### [Problema proposto A]
Nel documento di partenza, che cosa diventa ineluttabilmente lo Stato?
### [Problema proposto B]
Riassumi il documento di partenza in due frasi.
### [Problema proposto C]
Trascrivi per favore dal documento di partenza, senza alcuna modifica, il passo che va da "Come uscire dallo" fino a "del lavoro salariato?" incluso.

### [Documento di partenza]
###

Il consigliarismo è infatti il solo
modo di governo capace di spazzare via la gerarchizzazione dei soggetti e la
divisione autoritaria del lavoro; il solo metodo di organizzazione sociale che
liberi dell’appropriazione privativa senza annichilire la proprietà personale a
favore di uno Stato che diventa ineluttabilmente la preda dei burocrati che lo
gestiscono come una nuova classe dominante particolarmente stupida e cinica.
Come uscire dallo stato attuale di una
società in decomposizione dove molti cercano ormai un ultimo business prima
della catastrofe e i più sognano una sopravvivenza umiliante sotto la ferrea dittatura
schiavistica del lavoro salariato?
Come passare a una società capace di
produrre ricchezza per goderne tutti insieme, abbandonando quella, monomaniaca,
del valore economico da accrescere e accumulare escludendone i più in una
guerra sociale permanente?

###

### [Dati forniti]
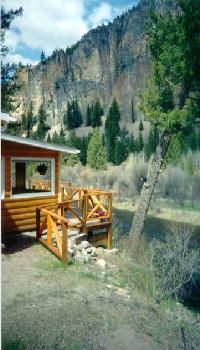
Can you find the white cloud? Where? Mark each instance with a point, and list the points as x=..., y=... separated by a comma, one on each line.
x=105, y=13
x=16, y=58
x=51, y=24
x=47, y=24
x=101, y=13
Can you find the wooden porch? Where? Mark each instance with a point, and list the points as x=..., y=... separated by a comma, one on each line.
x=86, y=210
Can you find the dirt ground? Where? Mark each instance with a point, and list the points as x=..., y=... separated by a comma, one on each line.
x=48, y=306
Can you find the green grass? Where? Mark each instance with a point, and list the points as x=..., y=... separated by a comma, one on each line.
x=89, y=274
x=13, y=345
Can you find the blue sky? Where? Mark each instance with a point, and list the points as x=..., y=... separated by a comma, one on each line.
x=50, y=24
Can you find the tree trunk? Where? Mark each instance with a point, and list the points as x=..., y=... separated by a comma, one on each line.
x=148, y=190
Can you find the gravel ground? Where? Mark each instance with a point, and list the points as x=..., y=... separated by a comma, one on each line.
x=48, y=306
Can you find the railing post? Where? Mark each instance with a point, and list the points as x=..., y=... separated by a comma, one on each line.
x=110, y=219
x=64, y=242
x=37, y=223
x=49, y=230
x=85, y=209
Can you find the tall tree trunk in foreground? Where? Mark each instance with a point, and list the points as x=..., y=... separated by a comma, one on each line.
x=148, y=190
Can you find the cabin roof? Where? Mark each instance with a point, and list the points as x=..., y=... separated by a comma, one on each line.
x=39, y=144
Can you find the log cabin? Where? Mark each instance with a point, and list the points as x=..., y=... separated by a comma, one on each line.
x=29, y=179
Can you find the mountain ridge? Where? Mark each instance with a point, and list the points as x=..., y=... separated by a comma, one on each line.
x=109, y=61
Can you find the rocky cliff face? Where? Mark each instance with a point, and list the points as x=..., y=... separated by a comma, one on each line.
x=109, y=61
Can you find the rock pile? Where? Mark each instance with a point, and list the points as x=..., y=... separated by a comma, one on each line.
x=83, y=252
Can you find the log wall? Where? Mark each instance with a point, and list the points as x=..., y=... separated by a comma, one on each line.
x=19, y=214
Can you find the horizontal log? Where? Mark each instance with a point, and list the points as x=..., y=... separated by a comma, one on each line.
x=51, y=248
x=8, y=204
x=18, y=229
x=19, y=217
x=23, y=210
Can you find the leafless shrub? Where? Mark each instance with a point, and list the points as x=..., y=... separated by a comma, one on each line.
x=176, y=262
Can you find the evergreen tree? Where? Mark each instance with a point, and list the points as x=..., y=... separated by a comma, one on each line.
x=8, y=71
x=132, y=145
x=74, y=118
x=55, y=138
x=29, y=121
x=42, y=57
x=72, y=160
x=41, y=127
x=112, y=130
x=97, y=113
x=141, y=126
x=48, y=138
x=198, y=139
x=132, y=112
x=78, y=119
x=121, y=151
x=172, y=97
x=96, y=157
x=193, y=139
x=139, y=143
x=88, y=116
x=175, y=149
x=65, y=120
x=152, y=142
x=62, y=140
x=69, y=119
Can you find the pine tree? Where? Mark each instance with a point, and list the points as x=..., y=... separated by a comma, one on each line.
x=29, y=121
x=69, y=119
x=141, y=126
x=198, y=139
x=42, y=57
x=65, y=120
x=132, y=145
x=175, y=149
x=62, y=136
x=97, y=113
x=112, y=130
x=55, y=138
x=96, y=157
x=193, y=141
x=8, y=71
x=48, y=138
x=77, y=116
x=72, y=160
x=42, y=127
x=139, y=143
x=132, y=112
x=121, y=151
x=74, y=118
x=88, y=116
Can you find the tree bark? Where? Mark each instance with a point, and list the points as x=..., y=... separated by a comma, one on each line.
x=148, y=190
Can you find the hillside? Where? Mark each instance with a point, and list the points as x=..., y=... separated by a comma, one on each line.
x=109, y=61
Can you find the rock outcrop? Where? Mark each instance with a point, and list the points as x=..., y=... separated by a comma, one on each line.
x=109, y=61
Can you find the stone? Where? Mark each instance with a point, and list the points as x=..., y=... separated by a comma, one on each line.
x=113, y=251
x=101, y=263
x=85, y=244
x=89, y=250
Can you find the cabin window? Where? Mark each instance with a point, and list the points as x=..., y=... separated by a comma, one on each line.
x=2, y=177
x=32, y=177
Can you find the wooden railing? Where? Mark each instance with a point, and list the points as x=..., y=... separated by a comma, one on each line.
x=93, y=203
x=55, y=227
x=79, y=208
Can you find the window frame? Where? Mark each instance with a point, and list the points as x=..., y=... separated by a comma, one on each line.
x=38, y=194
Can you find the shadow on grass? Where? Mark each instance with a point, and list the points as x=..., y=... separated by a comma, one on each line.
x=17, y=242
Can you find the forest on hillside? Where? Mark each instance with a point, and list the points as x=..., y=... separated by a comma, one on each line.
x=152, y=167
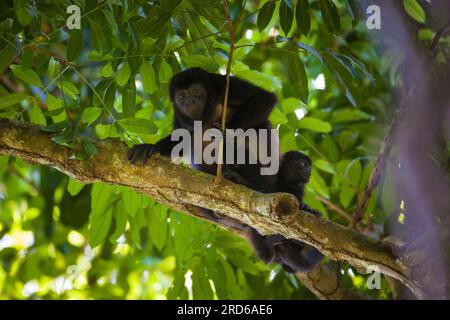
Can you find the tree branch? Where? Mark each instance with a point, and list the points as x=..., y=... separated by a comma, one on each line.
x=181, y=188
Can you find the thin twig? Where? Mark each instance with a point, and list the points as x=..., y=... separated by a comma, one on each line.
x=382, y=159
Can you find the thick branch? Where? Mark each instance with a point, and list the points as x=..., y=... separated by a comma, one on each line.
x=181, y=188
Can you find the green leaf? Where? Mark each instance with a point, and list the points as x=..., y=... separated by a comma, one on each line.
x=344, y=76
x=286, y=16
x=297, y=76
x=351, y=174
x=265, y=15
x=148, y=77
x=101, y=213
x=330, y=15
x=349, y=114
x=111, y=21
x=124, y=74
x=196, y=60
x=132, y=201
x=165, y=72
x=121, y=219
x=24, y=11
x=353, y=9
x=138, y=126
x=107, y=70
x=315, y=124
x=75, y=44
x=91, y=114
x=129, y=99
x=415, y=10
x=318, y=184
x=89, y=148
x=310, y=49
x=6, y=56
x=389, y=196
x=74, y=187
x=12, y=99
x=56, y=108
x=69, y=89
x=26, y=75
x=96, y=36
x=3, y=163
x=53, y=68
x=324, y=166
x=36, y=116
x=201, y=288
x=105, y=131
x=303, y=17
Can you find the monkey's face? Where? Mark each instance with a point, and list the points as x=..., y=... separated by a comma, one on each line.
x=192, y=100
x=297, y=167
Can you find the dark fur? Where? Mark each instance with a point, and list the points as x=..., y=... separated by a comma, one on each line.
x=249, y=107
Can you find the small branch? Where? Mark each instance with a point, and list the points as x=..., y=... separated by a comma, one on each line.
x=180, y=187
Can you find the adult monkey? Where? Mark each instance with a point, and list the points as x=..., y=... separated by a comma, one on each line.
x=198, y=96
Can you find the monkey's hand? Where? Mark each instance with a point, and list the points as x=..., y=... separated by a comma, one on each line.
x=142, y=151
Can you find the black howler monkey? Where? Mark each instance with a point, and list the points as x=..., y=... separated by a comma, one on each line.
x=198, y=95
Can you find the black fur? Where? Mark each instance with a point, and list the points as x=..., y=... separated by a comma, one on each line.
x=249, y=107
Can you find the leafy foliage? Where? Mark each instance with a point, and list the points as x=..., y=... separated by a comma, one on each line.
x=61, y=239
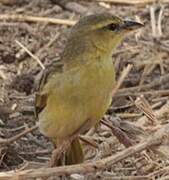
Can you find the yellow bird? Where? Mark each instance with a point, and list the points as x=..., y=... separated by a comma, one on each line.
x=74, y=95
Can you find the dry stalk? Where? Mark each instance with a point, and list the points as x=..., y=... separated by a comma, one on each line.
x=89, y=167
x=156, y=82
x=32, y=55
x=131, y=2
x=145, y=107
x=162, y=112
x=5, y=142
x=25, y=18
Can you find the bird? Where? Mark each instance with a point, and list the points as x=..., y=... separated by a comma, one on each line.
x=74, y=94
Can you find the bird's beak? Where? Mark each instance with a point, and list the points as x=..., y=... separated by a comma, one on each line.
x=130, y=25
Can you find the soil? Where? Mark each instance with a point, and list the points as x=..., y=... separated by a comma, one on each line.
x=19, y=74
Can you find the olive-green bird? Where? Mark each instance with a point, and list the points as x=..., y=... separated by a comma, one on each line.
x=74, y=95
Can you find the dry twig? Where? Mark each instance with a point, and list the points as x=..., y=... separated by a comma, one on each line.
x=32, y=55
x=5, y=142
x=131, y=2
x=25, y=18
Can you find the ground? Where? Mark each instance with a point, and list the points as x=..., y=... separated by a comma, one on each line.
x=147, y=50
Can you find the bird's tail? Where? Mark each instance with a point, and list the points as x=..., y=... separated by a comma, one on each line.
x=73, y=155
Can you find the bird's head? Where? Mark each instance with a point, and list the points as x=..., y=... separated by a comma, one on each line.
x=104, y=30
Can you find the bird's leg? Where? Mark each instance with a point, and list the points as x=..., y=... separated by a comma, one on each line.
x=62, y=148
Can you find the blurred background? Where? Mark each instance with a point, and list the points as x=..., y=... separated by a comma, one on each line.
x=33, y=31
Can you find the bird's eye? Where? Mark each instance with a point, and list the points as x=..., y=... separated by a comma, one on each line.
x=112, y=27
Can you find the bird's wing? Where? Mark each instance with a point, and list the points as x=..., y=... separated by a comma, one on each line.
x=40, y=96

###

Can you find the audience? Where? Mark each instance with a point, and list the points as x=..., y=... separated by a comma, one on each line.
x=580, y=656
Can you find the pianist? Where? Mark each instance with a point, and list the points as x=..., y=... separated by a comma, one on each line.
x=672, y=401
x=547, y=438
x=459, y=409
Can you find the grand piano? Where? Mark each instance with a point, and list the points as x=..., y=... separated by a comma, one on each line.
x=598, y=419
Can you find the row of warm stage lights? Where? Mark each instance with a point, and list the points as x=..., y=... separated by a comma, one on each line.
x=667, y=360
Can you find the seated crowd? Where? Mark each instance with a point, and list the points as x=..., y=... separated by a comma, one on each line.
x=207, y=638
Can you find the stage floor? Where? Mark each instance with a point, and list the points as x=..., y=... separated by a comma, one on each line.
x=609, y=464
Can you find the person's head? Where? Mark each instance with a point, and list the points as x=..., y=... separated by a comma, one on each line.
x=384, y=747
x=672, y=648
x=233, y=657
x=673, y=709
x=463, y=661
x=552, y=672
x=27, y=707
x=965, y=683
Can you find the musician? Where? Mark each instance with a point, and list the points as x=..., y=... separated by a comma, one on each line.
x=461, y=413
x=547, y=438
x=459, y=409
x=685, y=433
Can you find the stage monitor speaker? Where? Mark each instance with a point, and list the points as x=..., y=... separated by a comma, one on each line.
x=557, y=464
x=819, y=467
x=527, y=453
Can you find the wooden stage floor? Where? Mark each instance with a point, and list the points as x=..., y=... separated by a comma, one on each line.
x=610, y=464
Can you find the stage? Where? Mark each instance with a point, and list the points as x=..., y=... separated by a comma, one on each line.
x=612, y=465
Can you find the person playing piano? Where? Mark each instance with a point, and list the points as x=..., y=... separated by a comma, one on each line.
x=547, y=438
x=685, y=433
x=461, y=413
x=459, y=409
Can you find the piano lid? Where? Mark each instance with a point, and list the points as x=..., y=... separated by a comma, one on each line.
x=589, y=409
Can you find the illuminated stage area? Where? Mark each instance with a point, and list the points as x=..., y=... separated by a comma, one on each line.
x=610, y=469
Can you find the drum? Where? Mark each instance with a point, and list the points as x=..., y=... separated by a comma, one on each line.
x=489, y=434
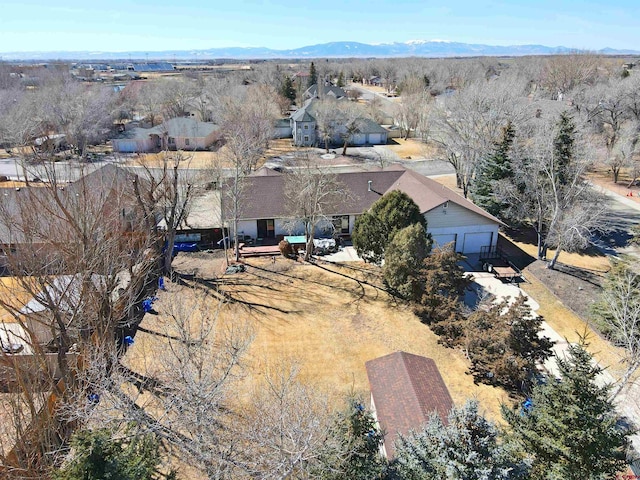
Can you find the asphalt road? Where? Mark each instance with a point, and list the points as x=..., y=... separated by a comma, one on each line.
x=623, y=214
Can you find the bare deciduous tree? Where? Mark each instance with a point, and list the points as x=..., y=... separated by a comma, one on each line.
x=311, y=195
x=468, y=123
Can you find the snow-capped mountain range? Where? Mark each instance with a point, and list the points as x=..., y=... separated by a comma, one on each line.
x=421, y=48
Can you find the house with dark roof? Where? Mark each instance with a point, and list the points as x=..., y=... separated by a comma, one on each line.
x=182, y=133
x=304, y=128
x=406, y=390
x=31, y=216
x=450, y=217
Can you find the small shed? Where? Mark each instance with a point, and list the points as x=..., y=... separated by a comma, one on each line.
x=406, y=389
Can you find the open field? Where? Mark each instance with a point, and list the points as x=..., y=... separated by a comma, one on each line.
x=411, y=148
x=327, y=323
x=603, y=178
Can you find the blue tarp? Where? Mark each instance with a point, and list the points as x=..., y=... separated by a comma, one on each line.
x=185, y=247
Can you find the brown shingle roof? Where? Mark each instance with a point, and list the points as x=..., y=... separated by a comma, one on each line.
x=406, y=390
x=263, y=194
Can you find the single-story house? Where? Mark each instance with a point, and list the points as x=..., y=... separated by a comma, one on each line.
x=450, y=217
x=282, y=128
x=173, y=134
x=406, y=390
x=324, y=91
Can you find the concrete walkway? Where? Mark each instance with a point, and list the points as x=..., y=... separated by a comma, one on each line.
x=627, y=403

###

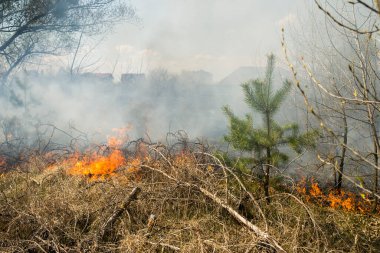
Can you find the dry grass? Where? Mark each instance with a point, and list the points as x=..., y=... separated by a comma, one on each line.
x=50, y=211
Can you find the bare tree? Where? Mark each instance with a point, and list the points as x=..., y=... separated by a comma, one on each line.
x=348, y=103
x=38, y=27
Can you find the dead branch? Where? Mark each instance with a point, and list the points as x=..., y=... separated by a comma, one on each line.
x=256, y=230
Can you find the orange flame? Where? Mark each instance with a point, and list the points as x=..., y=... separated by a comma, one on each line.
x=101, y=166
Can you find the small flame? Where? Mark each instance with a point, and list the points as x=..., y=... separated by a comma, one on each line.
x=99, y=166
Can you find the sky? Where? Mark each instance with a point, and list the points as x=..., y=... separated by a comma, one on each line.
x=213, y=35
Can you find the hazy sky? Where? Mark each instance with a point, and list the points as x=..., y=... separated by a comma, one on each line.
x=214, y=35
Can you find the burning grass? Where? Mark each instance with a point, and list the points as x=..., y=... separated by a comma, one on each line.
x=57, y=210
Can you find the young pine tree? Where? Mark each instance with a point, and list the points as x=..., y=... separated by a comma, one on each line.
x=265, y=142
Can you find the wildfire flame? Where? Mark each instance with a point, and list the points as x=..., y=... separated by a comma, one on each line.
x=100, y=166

###

### [Soluzione del problema A]
La preda dei burocrati che lo gestiscono come una nuova classe dominante particolarmente stupida e cinica.

### [Soluzione del problema B]
Il consigliarismo è presentato come l'unico modo di governo capace di eliminare la gerarchizzazione dei soggetti e la divisione autoritaria del lavoro, liberando dall'appropriazione privativa senza annientare la proprietà personale a favore di uno Stato in mano ai burocrati. Il testo si chiede poi come uscire da una società in decomposizione, in cui i più sognano una sopravvivenza umiliante sotto la dittatura del lavoro salariato, e come passare a una società che produca ricchezza da godere tutti insieme invece di accumulare valore economico escludendone i più.

### [Soluzione del problema C]
Come uscire dallo stato attuale di una
società in decomposizione dove molti cercano ormai un ultimo business prima
della catastrofe e i più sognano una sopravvivenza umiliante sotto la ferrea dittatura
schiavistica del lavoro salariato?